PROBLEMS TO SOLVE:
1) Answer these questions from the passage on the Soviet collapse:
(a) In what year was Mark Joseph Stern's Slate article published?
(b) In what month and year was the final decree to dissolve the USSR issued?
(c) According to the media narrative in the West, what bankrupted the USSR?
2) Retype everything in the passage on the Soviet collapse from "The results of" down to "toward its humanity.".
3) List every department or agency that the passage on the Soviet collapse names as ransacked.

DOCUMENT SECTION:
= Beginning of Section =

As Mark Joseph Stern wrote in a 2013 Slate article: “Before the explosion, most Soviets … believed in the Soviet system, forgave its flaws, and hoped for a better future within its confines. But after Chernobyl, the system seemed potentially unredeemable—and actively dangerous.”

The results of this wholesale turning against the government by the people of the “former soviet union” led to a series of uprisings, of coups, of secessions and a final decree to dissolve the USSR in December of 1991. Barely five years after the explosion that fractured the relationship of the people to their government, that government was over.

The media narrative in the West told us that Ronald Reagan and his ballooning defense budget bankrupted the USSR. However it was likely this internal disaster that ruined it. The internal implosion of the Soviet Union was not brought about because of US military might, but an infrastructure unable to function with humanity toward its humanity.

As much as Trumpers tout their heroes’ glorious leadership, everything points to a country so fractured that its destiny may not be different from the USSR. Trump did not so much as “drain the swamp” as he in fact poisoned it. The attacks on respected institutions, the press, science, diplomacy and decorum, were ravaged by a series of fiercely corrupt anti-press, anti-truth, anti-science trolls such as Kelyanne Conway, William Barr and Betsy DeVos. Then the ransacking of the Departments of Housing, Justice, Education, Transportation, Health, and most tragically Centers for Disease Control, all were poisoned by an aggressively politicized viciousness that no one else was prepared to engage in. This type of political pollution – common in shit-hole countries – had never been attempted so brazenly in this US of A.

= End of Section =

DATA UNDER STUDY:
= Beginning of Section =

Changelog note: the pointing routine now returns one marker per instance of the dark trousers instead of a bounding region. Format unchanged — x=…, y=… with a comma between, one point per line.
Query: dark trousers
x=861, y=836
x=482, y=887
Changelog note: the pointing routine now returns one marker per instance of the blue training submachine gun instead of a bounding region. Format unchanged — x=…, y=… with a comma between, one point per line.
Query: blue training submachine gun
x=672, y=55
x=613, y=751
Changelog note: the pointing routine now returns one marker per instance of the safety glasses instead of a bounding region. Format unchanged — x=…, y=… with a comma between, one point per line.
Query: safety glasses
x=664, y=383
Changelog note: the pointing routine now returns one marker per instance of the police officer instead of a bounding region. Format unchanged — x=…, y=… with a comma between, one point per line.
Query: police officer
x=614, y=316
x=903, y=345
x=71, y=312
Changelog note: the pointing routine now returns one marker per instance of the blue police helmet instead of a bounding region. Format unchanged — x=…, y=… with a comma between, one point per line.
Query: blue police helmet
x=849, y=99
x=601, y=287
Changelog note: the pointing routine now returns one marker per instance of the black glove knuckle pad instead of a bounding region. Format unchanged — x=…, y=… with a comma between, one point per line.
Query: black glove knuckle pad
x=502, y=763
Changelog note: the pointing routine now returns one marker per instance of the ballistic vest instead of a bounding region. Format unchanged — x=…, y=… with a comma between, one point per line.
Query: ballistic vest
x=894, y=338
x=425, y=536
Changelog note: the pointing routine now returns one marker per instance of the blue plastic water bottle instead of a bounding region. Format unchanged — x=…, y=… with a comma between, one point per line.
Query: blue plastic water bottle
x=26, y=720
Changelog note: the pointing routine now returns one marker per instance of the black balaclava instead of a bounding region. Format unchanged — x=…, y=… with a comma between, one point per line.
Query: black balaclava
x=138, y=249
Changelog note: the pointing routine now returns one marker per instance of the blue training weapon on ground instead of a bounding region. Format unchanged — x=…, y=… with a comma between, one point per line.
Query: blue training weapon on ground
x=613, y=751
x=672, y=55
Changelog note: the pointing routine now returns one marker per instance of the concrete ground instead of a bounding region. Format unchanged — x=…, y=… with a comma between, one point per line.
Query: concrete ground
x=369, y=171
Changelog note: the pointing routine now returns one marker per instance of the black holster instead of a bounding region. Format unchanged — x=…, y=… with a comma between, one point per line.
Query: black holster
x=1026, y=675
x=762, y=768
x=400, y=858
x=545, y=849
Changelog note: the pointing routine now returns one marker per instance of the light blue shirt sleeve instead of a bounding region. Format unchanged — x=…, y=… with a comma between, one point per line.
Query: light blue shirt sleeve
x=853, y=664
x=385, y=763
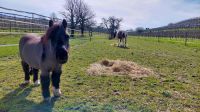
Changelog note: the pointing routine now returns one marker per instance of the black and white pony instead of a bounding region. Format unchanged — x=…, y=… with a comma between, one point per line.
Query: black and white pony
x=122, y=38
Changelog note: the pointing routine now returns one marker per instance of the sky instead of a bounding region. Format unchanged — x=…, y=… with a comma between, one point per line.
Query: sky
x=135, y=13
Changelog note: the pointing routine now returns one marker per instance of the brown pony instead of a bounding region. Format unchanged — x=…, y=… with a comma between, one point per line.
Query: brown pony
x=46, y=53
x=122, y=38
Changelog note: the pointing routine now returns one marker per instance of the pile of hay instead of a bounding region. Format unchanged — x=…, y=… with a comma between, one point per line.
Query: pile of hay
x=118, y=67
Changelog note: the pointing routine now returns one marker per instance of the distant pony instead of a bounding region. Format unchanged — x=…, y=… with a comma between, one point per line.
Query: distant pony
x=46, y=53
x=122, y=38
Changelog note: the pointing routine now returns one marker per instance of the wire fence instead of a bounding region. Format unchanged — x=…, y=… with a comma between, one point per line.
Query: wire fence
x=20, y=22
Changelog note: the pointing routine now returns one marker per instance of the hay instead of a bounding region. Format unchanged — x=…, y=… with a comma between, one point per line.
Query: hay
x=118, y=67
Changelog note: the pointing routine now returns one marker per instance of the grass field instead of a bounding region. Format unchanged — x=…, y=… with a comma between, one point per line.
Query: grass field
x=174, y=86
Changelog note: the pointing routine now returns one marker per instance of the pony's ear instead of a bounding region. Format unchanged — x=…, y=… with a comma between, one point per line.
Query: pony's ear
x=50, y=23
x=64, y=23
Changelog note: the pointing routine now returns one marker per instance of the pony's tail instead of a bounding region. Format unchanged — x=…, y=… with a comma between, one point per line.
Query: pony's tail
x=31, y=71
x=43, y=53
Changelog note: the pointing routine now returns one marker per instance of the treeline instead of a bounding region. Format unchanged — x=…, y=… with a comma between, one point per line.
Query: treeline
x=186, y=29
x=169, y=33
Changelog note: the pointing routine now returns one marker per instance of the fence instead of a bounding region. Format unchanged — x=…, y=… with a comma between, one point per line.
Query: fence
x=19, y=22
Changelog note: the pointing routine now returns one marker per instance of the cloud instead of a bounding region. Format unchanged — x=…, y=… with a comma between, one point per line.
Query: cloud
x=135, y=13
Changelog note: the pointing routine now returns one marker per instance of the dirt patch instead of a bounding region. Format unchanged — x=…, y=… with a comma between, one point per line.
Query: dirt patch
x=118, y=67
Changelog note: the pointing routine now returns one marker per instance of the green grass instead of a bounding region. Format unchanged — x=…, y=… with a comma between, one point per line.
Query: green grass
x=175, y=85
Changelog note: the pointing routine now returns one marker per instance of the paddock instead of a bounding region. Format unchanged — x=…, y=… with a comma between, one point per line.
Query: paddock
x=173, y=86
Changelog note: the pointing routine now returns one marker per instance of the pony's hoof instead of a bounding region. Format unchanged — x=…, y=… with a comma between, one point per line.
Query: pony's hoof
x=56, y=92
x=47, y=100
x=37, y=83
x=24, y=84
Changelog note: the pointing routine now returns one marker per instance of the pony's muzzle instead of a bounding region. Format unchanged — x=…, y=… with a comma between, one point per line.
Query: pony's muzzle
x=62, y=55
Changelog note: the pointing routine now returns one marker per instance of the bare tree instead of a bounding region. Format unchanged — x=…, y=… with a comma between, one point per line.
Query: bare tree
x=112, y=24
x=78, y=13
x=53, y=16
x=71, y=7
x=85, y=16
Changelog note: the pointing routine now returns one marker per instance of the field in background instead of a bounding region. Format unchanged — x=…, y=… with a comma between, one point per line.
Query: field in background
x=175, y=85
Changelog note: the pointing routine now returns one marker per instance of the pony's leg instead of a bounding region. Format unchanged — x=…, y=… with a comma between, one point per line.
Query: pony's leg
x=55, y=77
x=45, y=83
x=35, y=77
x=25, y=67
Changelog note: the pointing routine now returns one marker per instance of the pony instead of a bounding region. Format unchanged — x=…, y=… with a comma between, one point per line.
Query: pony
x=47, y=53
x=122, y=38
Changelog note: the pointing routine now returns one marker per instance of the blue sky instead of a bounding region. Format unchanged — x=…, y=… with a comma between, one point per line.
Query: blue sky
x=135, y=13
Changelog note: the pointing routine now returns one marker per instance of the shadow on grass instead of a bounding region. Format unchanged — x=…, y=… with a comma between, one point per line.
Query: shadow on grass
x=16, y=101
x=123, y=47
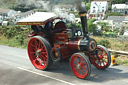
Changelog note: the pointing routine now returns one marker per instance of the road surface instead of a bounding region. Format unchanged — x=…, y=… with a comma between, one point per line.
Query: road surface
x=16, y=69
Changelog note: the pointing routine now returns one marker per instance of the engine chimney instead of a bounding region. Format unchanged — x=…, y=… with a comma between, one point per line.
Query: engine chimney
x=84, y=23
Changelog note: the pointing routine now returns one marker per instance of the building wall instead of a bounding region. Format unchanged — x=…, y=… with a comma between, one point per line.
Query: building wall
x=98, y=9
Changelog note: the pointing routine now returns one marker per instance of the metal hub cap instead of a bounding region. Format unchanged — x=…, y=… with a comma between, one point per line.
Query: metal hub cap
x=78, y=66
x=38, y=52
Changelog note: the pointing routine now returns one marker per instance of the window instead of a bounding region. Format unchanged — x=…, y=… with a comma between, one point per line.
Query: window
x=94, y=11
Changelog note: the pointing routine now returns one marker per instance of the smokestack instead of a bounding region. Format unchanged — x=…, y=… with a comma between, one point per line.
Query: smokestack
x=82, y=13
x=84, y=22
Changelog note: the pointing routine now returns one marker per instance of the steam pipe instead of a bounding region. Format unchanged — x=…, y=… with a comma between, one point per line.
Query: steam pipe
x=84, y=23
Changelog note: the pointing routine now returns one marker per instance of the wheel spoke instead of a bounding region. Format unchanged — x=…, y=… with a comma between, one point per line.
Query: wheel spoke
x=32, y=52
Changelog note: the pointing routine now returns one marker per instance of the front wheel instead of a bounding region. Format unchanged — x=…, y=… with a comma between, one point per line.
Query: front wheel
x=80, y=65
x=39, y=52
x=102, y=59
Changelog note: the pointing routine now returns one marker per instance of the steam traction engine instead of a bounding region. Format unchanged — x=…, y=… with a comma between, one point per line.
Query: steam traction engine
x=49, y=44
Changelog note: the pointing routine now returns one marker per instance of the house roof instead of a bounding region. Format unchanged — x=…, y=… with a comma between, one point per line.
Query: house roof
x=64, y=6
x=99, y=3
x=116, y=18
x=4, y=10
x=119, y=6
x=102, y=0
x=38, y=18
x=27, y=13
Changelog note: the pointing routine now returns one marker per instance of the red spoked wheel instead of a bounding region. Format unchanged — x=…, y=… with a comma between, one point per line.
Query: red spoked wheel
x=80, y=65
x=103, y=58
x=39, y=52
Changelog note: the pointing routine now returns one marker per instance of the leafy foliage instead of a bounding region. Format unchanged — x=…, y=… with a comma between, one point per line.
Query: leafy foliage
x=113, y=14
x=88, y=6
x=92, y=27
x=104, y=42
x=118, y=1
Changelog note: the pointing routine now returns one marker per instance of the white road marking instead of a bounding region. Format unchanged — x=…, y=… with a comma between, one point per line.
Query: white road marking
x=46, y=76
x=13, y=54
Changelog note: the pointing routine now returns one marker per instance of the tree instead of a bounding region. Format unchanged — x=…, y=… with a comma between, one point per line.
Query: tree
x=88, y=6
x=117, y=1
x=113, y=14
x=92, y=27
x=104, y=26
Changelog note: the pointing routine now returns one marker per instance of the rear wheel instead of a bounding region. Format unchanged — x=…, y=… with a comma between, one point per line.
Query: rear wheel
x=102, y=59
x=80, y=65
x=39, y=52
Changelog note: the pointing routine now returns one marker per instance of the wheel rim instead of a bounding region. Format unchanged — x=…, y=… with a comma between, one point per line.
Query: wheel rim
x=37, y=53
x=101, y=59
x=79, y=66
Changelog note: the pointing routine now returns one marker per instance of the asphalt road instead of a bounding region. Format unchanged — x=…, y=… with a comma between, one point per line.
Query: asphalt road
x=16, y=69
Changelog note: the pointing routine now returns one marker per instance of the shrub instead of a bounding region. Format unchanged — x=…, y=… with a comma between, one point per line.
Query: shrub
x=20, y=39
x=104, y=42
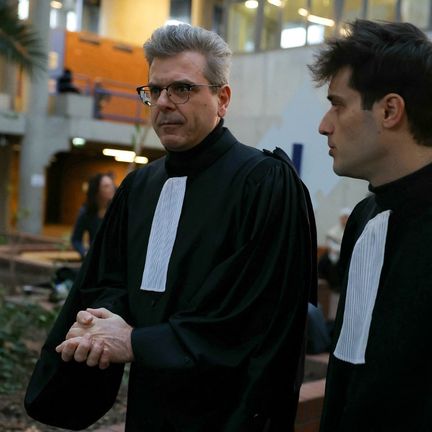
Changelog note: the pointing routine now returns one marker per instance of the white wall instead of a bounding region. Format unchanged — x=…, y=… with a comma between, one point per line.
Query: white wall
x=275, y=103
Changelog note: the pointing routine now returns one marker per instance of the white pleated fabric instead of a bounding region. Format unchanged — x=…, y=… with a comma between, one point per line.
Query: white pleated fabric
x=363, y=280
x=163, y=233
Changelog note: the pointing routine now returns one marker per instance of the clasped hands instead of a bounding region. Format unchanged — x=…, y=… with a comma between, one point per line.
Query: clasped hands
x=98, y=337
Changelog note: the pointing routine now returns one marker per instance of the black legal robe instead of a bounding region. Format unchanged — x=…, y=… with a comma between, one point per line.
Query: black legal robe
x=392, y=391
x=219, y=350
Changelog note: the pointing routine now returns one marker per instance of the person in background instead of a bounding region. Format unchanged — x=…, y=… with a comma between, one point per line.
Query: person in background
x=200, y=275
x=65, y=84
x=328, y=264
x=379, y=129
x=100, y=192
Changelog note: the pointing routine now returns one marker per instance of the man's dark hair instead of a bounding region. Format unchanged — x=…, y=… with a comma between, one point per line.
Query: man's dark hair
x=384, y=58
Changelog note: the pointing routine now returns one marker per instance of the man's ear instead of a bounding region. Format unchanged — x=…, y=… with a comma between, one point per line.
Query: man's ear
x=393, y=108
x=224, y=97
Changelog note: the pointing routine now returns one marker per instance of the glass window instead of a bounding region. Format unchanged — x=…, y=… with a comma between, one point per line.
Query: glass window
x=293, y=25
x=352, y=9
x=272, y=24
x=180, y=10
x=382, y=10
x=416, y=12
x=321, y=21
x=241, y=25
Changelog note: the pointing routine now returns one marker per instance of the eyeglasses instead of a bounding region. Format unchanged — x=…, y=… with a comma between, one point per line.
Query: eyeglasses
x=179, y=93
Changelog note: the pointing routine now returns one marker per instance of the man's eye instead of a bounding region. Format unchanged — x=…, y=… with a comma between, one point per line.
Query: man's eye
x=155, y=91
x=180, y=88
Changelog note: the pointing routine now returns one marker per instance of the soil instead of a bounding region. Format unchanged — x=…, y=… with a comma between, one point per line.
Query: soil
x=13, y=417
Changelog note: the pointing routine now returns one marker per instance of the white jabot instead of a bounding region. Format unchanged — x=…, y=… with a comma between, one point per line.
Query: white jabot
x=163, y=233
x=363, y=280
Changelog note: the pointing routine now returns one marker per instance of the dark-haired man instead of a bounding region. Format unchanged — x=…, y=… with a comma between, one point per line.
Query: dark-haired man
x=379, y=128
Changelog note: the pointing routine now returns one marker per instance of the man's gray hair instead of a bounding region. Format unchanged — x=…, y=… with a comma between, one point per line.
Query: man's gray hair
x=171, y=40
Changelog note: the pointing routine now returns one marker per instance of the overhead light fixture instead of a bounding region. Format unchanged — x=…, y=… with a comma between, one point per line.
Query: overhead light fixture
x=56, y=4
x=78, y=141
x=175, y=22
x=251, y=4
x=125, y=156
x=141, y=160
x=118, y=153
x=315, y=18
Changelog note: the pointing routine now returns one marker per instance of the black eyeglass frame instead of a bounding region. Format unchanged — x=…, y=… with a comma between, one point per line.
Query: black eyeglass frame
x=188, y=86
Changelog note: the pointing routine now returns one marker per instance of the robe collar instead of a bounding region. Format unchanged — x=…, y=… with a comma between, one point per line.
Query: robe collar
x=200, y=157
x=409, y=193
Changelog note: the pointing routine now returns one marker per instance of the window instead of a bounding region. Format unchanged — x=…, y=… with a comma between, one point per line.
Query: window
x=241, y=25
x=416, y=12
x=382, y=10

= End of Section =

TASK ANSWERS:
1)
(a) 2013
(b) December of 1991
(c) Ronald Reagan and his ballooning defense budget

2)
The results of this wholesale turning against the government by the people of the “former soviet union” led to a series of uprisings, of coups, of secessions and a final decree to dissolve the USSR in December of 1991. Barely five years after the explosion that fractured the relationship of the people to their government, that government was over.

The media narrative in the West told us that Ronald Reagan and his ballooning defense budget bankrupted the USSR. However it was likely this internal disaster that ruined it. The internal implosion of the Soviet Union was not brought about because of US military might, but an infrastructure unable to function with humanity toward its humanity.

3)
- Department of Housing
- Department of Justice
- Department of Education
- Department of Transportation
- Department of Health
- Centers for Disease Control